| Required task 1 |
In the garage door status discussion, what value did one commenter set their scan_interval to?
| Required task 2 |
Continue the garage door status discussion from the point where it stops.

| Extract provided |
□ □ □
I've noticed seeing those errors as well leading me to agree with @arraylabs that Chamberlain is doing some sort of rate limiting, or their servers are just failing (also believable).
Interesting though, if we go the route of returning and UNKNOWN that could show the problem for a lot of people having the device go into that state on and off, or we just ignore it.
I like the returning unknown route, agreed that automations based on those will have to change. but think its a necessary change.
I'll do some local testing and see how it works. I also updated my scan_interval to 30 seconds to see if I get less errors back.
I have an automation that announces garage door changes on a Google Home. I had to disable it since it kept announcing garage door changes randomly throughout the day and was driving my wife nuts. It seems that the 500 errors happen somewhat sporadically and recover quickly (again could be rate limiting), so it may be easier for automations if it simply doesn't update status when myq returns False, since you woudn't have to know to check for an UNKNOWN status. Just my $0.02.
FYI, I'm seeing the same error. Looking over the comments on how to handle this, I agree with both. If unable to get the status then it should not keep on reporting the old status. The old status for example might be that the garage is closed but instead it is open.
Then, I also see that changing the status from unknown to a known status and this happening regularly would be a problem as well from usability.
Would it not be possible instead to only set the status to unknown IF it has been unable to get the status for x amount of times?
□ □ □
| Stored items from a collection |

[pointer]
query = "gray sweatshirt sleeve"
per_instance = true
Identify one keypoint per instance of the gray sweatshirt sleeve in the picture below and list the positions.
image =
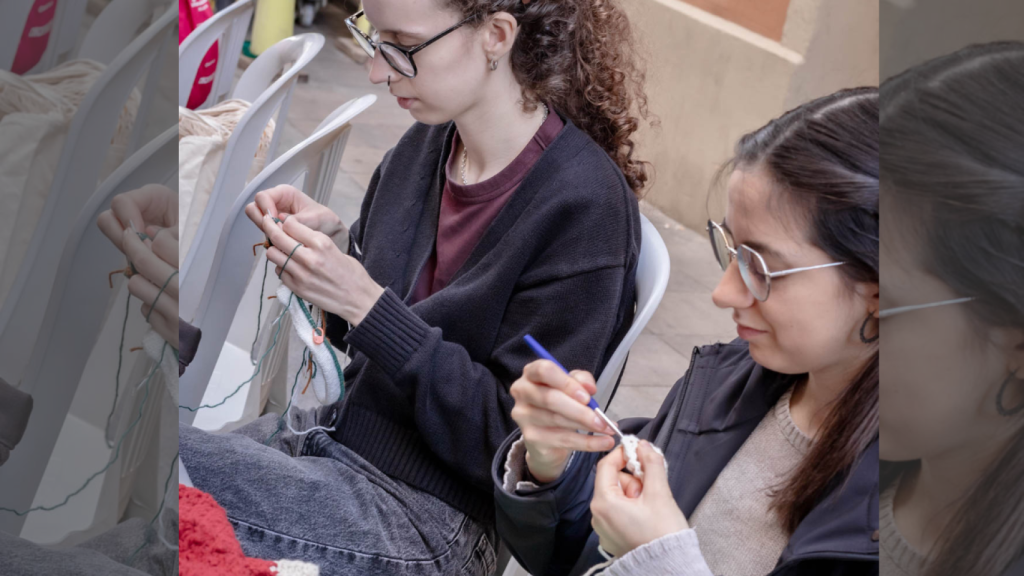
(515, 469)
(675, 554)
(15, 406)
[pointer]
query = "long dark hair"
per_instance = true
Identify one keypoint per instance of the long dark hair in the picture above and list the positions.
(823, 159)
(581, 56)
(952, 149)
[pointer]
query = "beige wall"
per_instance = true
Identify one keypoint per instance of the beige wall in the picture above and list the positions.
(711, 80)
(915, 31)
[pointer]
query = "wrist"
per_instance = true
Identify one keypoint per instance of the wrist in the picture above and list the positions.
(365, 302)
(545, 470)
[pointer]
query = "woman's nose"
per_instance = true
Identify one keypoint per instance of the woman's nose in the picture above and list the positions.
(731, 292)
(379, 70)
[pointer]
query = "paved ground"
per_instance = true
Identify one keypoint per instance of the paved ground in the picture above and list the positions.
(686, 316)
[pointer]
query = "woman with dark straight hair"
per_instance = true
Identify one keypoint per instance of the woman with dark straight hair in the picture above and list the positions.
(952, 354)
(770, 442)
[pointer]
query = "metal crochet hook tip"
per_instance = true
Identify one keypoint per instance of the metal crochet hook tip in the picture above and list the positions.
(611, 424)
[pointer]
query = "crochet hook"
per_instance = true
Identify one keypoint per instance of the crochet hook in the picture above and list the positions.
(541, 352)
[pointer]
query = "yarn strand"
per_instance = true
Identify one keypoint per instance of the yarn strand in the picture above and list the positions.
(117, 451)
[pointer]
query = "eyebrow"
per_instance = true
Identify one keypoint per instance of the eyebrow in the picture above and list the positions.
(762, 249)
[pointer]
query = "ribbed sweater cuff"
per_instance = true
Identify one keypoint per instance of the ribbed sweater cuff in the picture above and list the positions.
(389, 334)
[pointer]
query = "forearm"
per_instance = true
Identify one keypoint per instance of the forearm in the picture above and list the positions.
(547, 526)
(675, 554)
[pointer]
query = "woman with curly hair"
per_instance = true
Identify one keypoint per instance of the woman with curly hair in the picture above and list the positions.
(510, 208)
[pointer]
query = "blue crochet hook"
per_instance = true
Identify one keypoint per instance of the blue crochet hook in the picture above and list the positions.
(541, 352)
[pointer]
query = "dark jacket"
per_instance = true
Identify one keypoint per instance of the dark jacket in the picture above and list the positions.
(427, 397)
(708, 415)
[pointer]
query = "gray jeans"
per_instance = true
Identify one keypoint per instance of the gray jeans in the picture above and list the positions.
(310, 498)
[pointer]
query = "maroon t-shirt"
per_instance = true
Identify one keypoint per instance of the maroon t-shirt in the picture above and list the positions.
□ □ □
| Exercise output 1 |
30 seconds.

| Exercise output 2 |
For example, with the interval of 15 seconds. If setting the interval for unknown then to 4 then it means that HASS was unable to get the correct status for 4 times or 1 minute. Once it is able to get the status then that resets again.
This would prevent the randomly/regularly announcing the garage door throughout the day yet recovering quickly as mentioned by mmotley999 yet at the same time don't let the user in believe that the door is open or closed whereas it isn't but HASS has been unable to retrieve the correct status for a longer time.
My $0.02. :-)
I think there are two issues here getting crossed, one was a previous issue that it had similar behavior and didn't understand the OPEN state. That caused all kinds of issues. I had a pull request merged to fix that one and should show up with 0.79.
This is a similar type of error, except it doesn't know how to handle a failed state when MyQ sends back a 500 error. We could address it by setting the state to unknown or ignore getting a status update if the status if failed. If the issue is MyQ setting rate limiting, and the default being 15 seconds, it could flip in and out of an Unknown status regularly if we go with setting the state to UNKNOWN.
I would be afraid in trusting the status from HASS if the status is left "as-is" but HASS has been unable to get the actual status for a while. This means that if for whatever reason getting the status has been failing for hours, HASS might still report that the door is indeed closed whereas it is now open. If it states unknown then one at least knows to have it check some other way (i.e. walking in the garage and check).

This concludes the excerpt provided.